> _Data section_:
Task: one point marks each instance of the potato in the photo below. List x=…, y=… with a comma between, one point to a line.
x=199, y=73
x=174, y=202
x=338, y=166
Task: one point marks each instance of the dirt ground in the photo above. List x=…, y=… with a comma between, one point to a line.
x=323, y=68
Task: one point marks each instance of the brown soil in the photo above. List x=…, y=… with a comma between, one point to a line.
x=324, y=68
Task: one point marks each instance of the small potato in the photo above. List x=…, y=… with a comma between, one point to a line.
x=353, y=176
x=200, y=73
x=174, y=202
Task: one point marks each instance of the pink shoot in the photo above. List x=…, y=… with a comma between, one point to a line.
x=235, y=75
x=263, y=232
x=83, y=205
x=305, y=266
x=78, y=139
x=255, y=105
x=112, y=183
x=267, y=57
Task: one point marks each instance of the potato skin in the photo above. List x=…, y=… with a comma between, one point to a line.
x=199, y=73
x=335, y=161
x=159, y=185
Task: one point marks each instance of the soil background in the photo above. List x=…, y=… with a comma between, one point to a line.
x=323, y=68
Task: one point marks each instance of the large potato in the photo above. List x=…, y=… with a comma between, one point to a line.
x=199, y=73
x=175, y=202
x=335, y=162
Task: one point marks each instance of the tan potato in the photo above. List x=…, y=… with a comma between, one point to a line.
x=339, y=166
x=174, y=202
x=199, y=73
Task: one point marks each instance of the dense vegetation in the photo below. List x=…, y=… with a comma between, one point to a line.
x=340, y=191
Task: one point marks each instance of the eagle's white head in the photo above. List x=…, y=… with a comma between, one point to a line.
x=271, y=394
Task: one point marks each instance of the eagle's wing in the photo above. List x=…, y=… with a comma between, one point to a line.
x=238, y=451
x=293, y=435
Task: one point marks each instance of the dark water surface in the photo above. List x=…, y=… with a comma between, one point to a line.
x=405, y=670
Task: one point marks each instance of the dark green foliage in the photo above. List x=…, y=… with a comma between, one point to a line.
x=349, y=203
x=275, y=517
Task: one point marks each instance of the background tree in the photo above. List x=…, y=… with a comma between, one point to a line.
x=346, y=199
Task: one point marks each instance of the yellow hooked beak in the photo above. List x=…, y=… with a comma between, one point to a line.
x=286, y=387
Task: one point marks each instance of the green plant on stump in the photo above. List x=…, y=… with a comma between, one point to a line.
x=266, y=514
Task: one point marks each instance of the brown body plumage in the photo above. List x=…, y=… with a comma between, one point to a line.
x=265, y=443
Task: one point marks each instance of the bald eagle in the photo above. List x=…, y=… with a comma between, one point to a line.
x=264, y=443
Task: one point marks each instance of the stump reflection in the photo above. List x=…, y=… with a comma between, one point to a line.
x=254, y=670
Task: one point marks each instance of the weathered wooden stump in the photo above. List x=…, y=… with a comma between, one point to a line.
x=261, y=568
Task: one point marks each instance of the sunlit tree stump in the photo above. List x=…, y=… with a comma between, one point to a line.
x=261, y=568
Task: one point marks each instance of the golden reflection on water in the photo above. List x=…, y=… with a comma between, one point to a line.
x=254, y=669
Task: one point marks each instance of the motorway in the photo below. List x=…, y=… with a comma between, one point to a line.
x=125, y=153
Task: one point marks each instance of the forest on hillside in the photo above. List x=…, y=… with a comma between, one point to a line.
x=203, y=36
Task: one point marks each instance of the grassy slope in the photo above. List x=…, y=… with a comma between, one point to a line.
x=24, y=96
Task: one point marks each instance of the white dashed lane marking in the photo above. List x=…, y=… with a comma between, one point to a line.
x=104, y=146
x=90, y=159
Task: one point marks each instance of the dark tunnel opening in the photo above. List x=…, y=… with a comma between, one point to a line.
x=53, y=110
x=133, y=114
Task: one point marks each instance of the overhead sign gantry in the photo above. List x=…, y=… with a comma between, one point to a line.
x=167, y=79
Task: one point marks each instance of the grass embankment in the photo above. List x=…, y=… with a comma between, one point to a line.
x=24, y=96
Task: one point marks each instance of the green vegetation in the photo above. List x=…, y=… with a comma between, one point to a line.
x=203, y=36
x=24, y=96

> _What is required_:
Copy out every line above word for word, keeping the same order and leaving nothing out.

> _The response_:
Task: one point marks each instance of the potato in the photo below. List x=…, y=… with a comma between, one point to a line.
x=199, y=73
x=174, y=202
x=338, y=166
Task: one point marks each instance of the dirt ground in the photo above. List x=…, y=… with a comma between, one point to a line.
x=323, y=68
Task: one point marks each instance of the brown soil in the photo above. List x=…, y=… with a comma between, one point to a line.
x=324, y=68
Task: one point marks each instance of the small potato in the photo above. List x=…, y=… with a comma between, one point to a line.
x=353, y=176
x=200, y=73
x=174, y=202
Task: one point marks each instance of the pink shoot in the photo above. List x=…, y=… with a comma between, one point to a line.
x=235, y=75
x=263, y=232
x=83, y=205
x=305, y=266
x=78, y=139
x=255, y=105
x=112, y=183
x=267, y=57
Task: one point marks each instance of the potato skin in the photo above. List x=…, y=… with a comma between, one point to a line.
x=199, y=73
x=335, y=161
x=159, y=185
Task: one point marks each instance of the soil background in the photo above. List x=…, y=… with a comma between, one point to a line.
x=323, y=68
Task: one point marks each instance of the large potato in the photo above. List x=…, y=… with a comma between, one point to a line.
x=199, y=73
x=175, y=202
x=335, y=162
Task: one point marks each instance of the tan potato in the photo above. List x=…, y=… with a comma between, one point to a line.
x=339, y=166
x=174, y=202
x=199, y=73
Task: one point marks each instance of the dense vegetation in the photo below. List x=…, y=… with a comma between, one point to a line.
x=340, y=191
Task: one point marks each instance of the eagle's white head in the photo above. List x=…, y=… with a comma between, one point to a line.
x=271, y=394
Task: one point marks each instance of the eagle's wing in the photo above. List x=…, y=… with a comma between, one point to a line.
x=238, y=451
x=293, y=435
Task: one point marks each instance of the dark water surface in the photo above. List x=…, y=… with a comma between, one point to a line.
x=405, y=670
Task: one point marks each instance of the dark green foliage in the photo above. List x=…, y=… with a comma between, one point to a line.
x=349, y=203
x=275, y=517
Task: one point marks each instance of the background tree in the photo above. List x=…, y=… with a comma between, one point to a line.
x=346, y=199
Task: one point marks each instance of the yellow hooked beak in the photo above. List x=…, y=… with a comma between, one point to a line.
x=286, y=387
Task: one point marks each instance of the green plant on stump in the photo above. List x=…, y=… with a comma between, one point to a line.
x=266, y=514
Task: one point marks each instance of the brown body plumage in the photo above. List x=…, y=… with a comma between, one point to a line.
x=265, y=443
Task: one point marks each instance of the bald eagle in the photo above. List x=…, y=… with a comma between, one point to a line.
x=264, y=443
Task: one point marks each instance of the stump reflection in the photo above. List x=…, y=… with a comma between, one point to a line.
x=254, y=670
Task: one point marks each instance of the weathered wooden stump in the photo above. List x=…, y=… with a comma between, one point to a line.
x=261, y=568
Task: one point marks each instance of the sunlit tree stump in the photo above. List x=…, y=… with a comma between, one point to a line.
x=261, y=568
Task: one point marks each instance of the golden reflection on water in the photo above. List x=…, y=… with a comma between, one point to a line.
x=254, y=669
Task: one point marks each instance of the motorway in the photo below. List x=…, y=… with a comma between, one point to a line.
x=125, y=153
Task: one point marks each instance of the forest on hillside in the photo above. List x=…, y=… with a comma between, one point to a line.
x=203, y=36
Task: one point marks each instance of the grassy slope in the photo above. List x=…, y=… with a comma between, one point to a line.
x=24, y=96
Task: one point marks each instance of the white dashed lane marking in the photo above. List x=…, y=… with a comma between, one point to a line.
x=104, y=146
x=90, y=159
Task: one point marks each instance of the dark tunnel opening in the photo above. List x=…, y=… with a comma between, one point to a line.
x=53, y=110
x=133, y=114
Task: one point marks each instance of the overhead sign gantry in the photo above. List x=…, y=… with a comma between, one point to a line.
x=167, y=79
Task: one point marks each instance of the grass embankment in the photo above. List x=…, y=… with a comma between, one point to a line.
x=24, y=96
Task: one point marks each instance of the green vegetation in the photo above. List x=…, y=… with a comma between, one point to a line.
x=203, y=36
x=24, y=96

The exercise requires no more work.